** Begin DATASET RECORDS **

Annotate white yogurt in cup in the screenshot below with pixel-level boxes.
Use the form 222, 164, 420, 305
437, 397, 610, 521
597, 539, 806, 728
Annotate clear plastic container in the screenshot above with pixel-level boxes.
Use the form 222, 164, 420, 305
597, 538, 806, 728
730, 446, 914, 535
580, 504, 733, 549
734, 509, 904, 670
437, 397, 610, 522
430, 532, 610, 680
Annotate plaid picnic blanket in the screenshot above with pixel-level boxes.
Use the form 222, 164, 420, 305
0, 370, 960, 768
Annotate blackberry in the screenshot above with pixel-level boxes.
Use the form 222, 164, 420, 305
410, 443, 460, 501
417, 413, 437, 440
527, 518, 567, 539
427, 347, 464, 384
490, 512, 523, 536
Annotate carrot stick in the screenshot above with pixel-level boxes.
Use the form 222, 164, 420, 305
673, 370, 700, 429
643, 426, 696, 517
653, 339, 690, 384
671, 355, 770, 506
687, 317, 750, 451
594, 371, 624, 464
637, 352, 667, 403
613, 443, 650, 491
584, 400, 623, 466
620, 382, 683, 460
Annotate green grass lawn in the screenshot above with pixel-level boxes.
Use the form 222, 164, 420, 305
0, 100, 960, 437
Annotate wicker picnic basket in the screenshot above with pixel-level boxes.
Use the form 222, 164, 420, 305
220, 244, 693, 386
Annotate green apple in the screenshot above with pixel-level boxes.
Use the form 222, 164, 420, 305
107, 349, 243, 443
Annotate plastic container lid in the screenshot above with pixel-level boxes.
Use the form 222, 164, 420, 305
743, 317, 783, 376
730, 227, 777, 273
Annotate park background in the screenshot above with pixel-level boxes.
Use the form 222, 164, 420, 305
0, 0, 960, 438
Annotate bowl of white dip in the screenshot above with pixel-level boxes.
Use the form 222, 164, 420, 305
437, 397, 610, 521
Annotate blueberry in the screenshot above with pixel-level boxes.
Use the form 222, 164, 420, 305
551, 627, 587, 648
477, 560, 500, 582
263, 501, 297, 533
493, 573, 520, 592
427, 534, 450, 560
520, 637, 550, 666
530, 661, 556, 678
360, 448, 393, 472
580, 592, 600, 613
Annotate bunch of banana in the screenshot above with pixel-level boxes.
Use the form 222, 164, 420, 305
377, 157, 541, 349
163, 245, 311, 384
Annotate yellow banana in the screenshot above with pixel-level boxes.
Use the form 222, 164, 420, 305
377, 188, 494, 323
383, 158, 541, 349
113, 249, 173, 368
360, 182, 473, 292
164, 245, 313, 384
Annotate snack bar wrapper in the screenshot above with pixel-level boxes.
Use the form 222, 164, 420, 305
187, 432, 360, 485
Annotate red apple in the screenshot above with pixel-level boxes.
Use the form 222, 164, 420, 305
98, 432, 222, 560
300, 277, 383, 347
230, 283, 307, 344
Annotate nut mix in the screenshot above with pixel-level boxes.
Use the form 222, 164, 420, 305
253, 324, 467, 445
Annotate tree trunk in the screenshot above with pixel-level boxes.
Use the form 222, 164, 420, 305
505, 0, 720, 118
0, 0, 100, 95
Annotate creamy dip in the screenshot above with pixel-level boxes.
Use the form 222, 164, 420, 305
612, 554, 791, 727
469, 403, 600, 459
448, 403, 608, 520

** End DATASET RECORDS **

WHAT YOU WILL DO >> Rewrite all the records above as a numbered list, leaving out any blank lines.

SOLUTION TO THIS EXERCISE >>
1. Annotate white yogurt in cup in the screenshot below with pixel-level boxes.
2. Use the form 222, 164, 420, 305
3. 437, 397, 610, 521
4. 597, 539, 806, 728
5. Annotate clear plastic container in the screenshot above with pixel-level boxes.
6. Use the form 222, 164, 420, 305
7. 597, 538, 806, 728
8. 730, 446, 914, 535
9. 580, 504, 733, 549
10. 734, 509, 904, 670
11. 437, 397, 610, 522
12. 430, 532, 610, 680
13. Annotate plaid picnic blanket in the screenshot above with pixel-level boxes.
14. Use the form 222, 164, 420, 305
15. 0, 370, 960, 768
16. Annotate blackberry in the screenshot above with pixel-level boxes.
17. Use the form 222, 164, 420, 305
18. 410, 443, 460, 501
19. 417, 413, 437, 440
20. 527, 518, 567, 539
21. 427, 347, 464, 384
22. 490, 512, 523, 536
23. Annotate carrot stick in the screenshot above with pixel-level boxes.
24. Use the form 222, 164, 420, 305
25. 673, 370, 700, 429
26. 643, 426, 696, 517
27. 653, 339, 690, 384
28. 671, 355, 770, 506
29. 687, 317, 750, 451
30. 594, 371, 624, 464
31. 637, 352, 667, 403
32. 613, 443, 650, 491
33. 584, 400, 623, 466
34. 620, 382, 683, 460
35. Annotate green grass lawn in the screenshot above with pixel-level boxes.
36. Use the form 222, 164, 420, 305
37. 0, 100, 960, 437
38. Annotate wicker picnic basket in the screenshot above with pixel-level boxes.
39. Use the form 222, 164, 420, 305
40. 220, 244, 693, 386
41. Annotate green apple in the screenshot above with pixel-level boxes.
42. Use the form 222, 164, 420, 305
43. 107, 349, 243, 443
44. Annotate plastic container lid in the screenshot above with pixel-level boxes.
45. Use the form 222, 164, 420, 305
46. 743, 317, 783, 376
47. 730, 227, 777, 273
48. Annotate park background in the screenshot above with pixel-level boxes.
49. Use the form 222, 164, 420, 305
50. 0, 0, 960, 438
51. Annotate bowl of white dip in the screenshot above with pixel-level boxes.
52. Use the form 222, 164, 420, 305
53. 437, 397, 610, 521
54. Annotate blueberry in the screenshot above with pixel-level boxes.
55. Use the form 222, 164, 420, 305
56. 551, 627, 587, 648
57. 477, 560, 500, 582
58. 263, 501, 297, 533
59. 493, 573, 520, 592
60. 427, 534, 450, 560
61. 520, 637, 550, 666
62. 530, 661, 556, 678
63. 360, 448, 393, 472
64. 580, 592, 600, 613
65. Annotate bunch of banana in the screenshot above with pixel-level boxes.
66. Use the form 222, 164, 420, 305
67. 377, 157, 541, 349
68. 163, 245, 311, 384
69. Annotate yellow banana in the screenshot above with pixel-level boxes.
70. Use the form 222, 164, 420, 305
71. 377, 188, 494, 323
72. 383, 158, 541, 349
73. 113, 249, 173, 368
74. 360, 182, 473, 292
75. 164, 245, 313, 384
76. Annotate snack bar wrapper in the screenshot above with pixel-level boxes.
77. Use the form 222, 164, 420, 305
78. 187, 432, 360, 485
79. Annotate red apple in the screenshot above with pixel-level boxes.
80. Use the form 222, 164, 420, 305
81. 98, 432, 222, 560
82. 300, 277, 383, 347
83. 230, 283, 307, 344
84. Annotate nut mix in the screenshot above with pixel-level boxes.
85. Use the form 222, 164, 420, 305
86. 253, 324, 467, 445
87. Annotate tree trunk in the screenshot above with pixel-level boxes.
88. Use the form 222, 164, 420, 305
89. 505, 0, 720, 118
90. 0, 0, 100, 95
91. Annotate creamy dip in the screenshot above with pixel-level boxes.
92. Use the form 222, 164, 420, 305
93. 612, 554, 791, 727
94. 469, 403, 600, 459
95. 448, 403, 608, 520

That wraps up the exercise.